* **TEXT PROVIDED**

* Start *

Sunday, September 21, 2008

Book #22 - Brideshead Revisited (Evelyn Waugh)

"Brideshead Revisited" has been made into about five movies over the past decade or so, apparently all of them starring Jeremy Irons. Or so it seems. Fortunately I have not seen any of these, so I had no idea what this book was about when I picked it up, which is generally the way I like it. Here's what it turned out to be about: booze, rich people, and religion, specifically Catholicism.

The narrator and main character of the book is Charles Ryder. The novel opens with Ryder an officer in England during World War II. In the book's prologue, his company is sent to a new camp in the English countryside, and it turns out to be on an estate of the Flyte family, whom he knows quite well. The story of the novel is then told in flashback form. And that story is all about Charles's relationships with the Flyte family. The Flytes are an old, aristocratic family, with a huge estate (Brideshead) and a lot of money, although we learn in the course of the novel that that money is diminishing. The Flytes are Catholic, not the norm in Protestant England, and their relationship to Catholicism forms one of the cruxes of the novel.

* End *

* **TASK REQUIREMENTS**
A. According to the Brideshead Revisited review, why did the reviewer know nothing about the book's story before reading it?
B. In the Brideshead Revisited review, what is the name of the Flyte family's estate?
C. Return the passage of the Brideshead Revisited review from "Sunday, September 21, 2008" up to and including "religion, specifically Catholicism.", copied word for word.

* **RECORDS**
* Start *

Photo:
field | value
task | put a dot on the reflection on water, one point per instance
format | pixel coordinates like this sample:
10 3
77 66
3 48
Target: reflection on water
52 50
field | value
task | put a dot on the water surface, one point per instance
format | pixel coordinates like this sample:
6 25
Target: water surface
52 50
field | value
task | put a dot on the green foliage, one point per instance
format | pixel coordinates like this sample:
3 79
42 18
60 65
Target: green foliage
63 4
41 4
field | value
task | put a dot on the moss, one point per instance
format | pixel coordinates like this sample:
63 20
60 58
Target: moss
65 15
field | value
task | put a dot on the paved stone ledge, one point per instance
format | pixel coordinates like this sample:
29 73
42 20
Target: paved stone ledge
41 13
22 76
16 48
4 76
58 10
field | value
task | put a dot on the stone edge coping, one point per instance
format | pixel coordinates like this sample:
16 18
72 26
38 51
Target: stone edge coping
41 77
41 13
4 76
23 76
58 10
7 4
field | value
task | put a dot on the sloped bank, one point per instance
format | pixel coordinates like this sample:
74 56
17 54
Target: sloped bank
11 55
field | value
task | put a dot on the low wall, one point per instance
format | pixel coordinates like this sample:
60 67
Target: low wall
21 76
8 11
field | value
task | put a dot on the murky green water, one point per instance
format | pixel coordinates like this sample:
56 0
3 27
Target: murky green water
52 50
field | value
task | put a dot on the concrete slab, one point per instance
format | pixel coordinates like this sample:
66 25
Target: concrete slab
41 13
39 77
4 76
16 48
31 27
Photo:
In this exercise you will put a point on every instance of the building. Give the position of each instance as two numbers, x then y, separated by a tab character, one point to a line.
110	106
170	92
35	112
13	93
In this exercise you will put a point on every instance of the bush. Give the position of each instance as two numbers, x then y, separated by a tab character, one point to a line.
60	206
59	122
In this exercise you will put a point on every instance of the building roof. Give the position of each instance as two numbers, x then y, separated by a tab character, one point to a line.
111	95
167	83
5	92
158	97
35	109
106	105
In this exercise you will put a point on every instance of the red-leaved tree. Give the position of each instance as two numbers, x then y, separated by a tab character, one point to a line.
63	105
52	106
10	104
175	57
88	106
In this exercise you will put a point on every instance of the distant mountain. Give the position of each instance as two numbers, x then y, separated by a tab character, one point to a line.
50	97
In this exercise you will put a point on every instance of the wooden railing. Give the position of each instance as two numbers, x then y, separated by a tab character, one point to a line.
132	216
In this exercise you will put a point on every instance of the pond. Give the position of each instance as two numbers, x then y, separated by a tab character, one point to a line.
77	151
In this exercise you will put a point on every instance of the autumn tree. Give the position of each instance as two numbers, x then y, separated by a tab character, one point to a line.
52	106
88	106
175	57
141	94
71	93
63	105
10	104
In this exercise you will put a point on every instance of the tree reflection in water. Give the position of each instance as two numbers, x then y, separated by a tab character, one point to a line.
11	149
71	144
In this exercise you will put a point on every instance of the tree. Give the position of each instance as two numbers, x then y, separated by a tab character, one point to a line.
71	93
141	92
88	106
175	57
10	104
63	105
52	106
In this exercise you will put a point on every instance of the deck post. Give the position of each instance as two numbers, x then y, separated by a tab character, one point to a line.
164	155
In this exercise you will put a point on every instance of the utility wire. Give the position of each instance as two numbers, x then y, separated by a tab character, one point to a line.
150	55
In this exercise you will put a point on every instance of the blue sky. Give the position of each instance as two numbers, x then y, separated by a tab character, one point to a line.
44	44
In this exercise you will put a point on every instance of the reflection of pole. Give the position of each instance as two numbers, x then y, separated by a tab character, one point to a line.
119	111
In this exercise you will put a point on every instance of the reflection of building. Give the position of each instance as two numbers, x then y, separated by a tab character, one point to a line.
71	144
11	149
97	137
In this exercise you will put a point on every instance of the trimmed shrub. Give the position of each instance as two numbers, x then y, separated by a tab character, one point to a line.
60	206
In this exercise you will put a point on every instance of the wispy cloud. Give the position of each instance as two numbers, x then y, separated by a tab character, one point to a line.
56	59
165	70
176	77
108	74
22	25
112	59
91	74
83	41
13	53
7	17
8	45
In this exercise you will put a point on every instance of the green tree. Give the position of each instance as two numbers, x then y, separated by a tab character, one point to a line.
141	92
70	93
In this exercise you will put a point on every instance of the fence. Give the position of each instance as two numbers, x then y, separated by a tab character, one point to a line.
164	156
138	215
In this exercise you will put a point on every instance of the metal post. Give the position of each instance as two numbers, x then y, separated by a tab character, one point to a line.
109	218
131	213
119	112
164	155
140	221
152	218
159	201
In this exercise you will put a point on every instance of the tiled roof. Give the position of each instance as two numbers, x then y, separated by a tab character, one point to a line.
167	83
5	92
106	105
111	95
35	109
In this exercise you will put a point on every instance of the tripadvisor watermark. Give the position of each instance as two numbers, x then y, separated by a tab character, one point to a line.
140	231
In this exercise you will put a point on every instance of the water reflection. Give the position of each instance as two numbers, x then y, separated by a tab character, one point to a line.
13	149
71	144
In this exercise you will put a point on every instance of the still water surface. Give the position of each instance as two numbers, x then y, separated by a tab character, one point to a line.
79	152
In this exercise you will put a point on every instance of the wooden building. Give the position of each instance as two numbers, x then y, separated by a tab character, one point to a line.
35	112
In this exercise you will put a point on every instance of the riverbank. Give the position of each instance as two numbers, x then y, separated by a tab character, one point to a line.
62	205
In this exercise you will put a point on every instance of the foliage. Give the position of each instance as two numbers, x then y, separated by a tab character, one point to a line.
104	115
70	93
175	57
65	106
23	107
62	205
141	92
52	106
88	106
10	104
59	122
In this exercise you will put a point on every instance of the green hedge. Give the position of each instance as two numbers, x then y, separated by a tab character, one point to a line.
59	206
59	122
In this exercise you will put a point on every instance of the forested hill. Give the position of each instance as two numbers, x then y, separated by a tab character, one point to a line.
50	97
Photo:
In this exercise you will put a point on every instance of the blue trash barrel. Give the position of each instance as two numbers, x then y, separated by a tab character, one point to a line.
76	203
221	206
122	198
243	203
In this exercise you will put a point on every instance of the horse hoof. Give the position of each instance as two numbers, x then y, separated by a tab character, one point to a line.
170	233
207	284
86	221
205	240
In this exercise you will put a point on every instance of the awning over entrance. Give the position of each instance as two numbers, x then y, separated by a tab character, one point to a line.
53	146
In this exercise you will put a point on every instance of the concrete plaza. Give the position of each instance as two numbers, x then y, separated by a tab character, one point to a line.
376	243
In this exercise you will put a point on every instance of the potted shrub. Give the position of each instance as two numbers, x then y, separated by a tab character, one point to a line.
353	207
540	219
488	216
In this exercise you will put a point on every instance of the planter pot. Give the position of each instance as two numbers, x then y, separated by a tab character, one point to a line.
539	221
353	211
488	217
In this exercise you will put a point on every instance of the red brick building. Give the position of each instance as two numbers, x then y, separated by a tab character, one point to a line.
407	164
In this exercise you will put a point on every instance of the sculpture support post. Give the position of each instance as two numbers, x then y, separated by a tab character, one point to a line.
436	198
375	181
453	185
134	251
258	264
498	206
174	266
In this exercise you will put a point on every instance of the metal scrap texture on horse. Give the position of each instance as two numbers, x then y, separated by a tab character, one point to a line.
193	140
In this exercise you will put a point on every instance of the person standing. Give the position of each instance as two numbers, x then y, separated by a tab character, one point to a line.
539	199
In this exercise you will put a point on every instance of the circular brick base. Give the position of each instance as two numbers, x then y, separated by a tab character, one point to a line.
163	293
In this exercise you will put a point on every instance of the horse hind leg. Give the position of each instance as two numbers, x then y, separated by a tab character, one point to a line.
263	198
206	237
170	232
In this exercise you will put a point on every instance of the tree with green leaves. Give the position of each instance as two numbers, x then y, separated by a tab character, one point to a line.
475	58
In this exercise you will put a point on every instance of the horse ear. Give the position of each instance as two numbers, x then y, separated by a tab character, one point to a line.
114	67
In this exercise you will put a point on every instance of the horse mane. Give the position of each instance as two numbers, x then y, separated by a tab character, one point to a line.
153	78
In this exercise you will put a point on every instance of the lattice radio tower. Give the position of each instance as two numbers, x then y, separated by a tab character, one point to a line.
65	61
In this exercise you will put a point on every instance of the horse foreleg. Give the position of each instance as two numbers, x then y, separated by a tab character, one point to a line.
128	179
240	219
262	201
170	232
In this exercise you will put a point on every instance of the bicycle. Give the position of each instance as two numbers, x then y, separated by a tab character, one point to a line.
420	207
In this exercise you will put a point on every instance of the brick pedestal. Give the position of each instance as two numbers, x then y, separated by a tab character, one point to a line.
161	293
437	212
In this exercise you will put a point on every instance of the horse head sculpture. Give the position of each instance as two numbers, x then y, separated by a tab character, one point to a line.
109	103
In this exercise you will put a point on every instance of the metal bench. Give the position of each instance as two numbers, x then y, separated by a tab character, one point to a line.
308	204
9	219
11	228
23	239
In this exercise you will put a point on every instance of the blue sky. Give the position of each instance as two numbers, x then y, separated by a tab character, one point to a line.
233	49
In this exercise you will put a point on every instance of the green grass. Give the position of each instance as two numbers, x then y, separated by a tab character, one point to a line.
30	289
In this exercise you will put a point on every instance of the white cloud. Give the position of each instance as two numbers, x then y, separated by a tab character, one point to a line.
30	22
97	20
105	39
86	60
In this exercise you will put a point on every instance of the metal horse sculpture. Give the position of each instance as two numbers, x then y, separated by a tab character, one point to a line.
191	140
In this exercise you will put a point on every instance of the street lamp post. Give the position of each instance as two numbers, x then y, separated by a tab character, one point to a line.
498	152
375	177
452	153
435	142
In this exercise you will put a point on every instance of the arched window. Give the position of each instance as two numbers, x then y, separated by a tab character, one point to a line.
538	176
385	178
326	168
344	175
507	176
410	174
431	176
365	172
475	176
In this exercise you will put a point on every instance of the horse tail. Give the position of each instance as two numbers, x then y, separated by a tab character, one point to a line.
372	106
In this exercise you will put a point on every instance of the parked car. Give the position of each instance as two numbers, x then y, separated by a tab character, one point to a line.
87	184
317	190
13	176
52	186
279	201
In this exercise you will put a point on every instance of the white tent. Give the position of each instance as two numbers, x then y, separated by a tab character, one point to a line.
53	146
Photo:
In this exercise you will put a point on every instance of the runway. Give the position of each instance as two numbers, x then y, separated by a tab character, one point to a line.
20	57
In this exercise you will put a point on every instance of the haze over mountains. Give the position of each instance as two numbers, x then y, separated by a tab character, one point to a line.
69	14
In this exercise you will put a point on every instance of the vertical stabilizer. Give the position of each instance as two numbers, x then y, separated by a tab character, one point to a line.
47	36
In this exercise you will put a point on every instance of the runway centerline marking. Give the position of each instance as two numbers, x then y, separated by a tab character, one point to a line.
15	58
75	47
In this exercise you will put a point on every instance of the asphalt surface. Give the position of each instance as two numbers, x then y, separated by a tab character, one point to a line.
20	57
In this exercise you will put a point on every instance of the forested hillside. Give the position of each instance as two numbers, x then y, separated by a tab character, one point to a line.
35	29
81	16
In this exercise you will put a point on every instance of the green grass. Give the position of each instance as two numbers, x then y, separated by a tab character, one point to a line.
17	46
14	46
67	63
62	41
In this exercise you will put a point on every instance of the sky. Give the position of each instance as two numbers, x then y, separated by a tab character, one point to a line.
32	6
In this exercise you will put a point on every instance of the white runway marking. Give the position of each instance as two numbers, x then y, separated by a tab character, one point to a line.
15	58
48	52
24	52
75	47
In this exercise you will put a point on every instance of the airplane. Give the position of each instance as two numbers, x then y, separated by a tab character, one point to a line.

* End *

* **SOLUTIONS PER TASK**
A. The reviewer had not seen any of the movies made from the book, so they had no idea what it was about when they picked it up.

B. Brideshead.

C.
Sunday, September 21, 2008

Book #22 - Brideshead Revisited (Evelyn Waugh)

"Brideshead Revisited" has been made into about five movies over the past decade or so, apparently all of them starring Jeremy Irons. Or so it seems. Fortunately I have not seen any of these, so I had no idea what this book was about when I picked it up, which is generally the way I like it. Here's what it turned out to be about: booze, rich people, and religion, specifically Catholicism.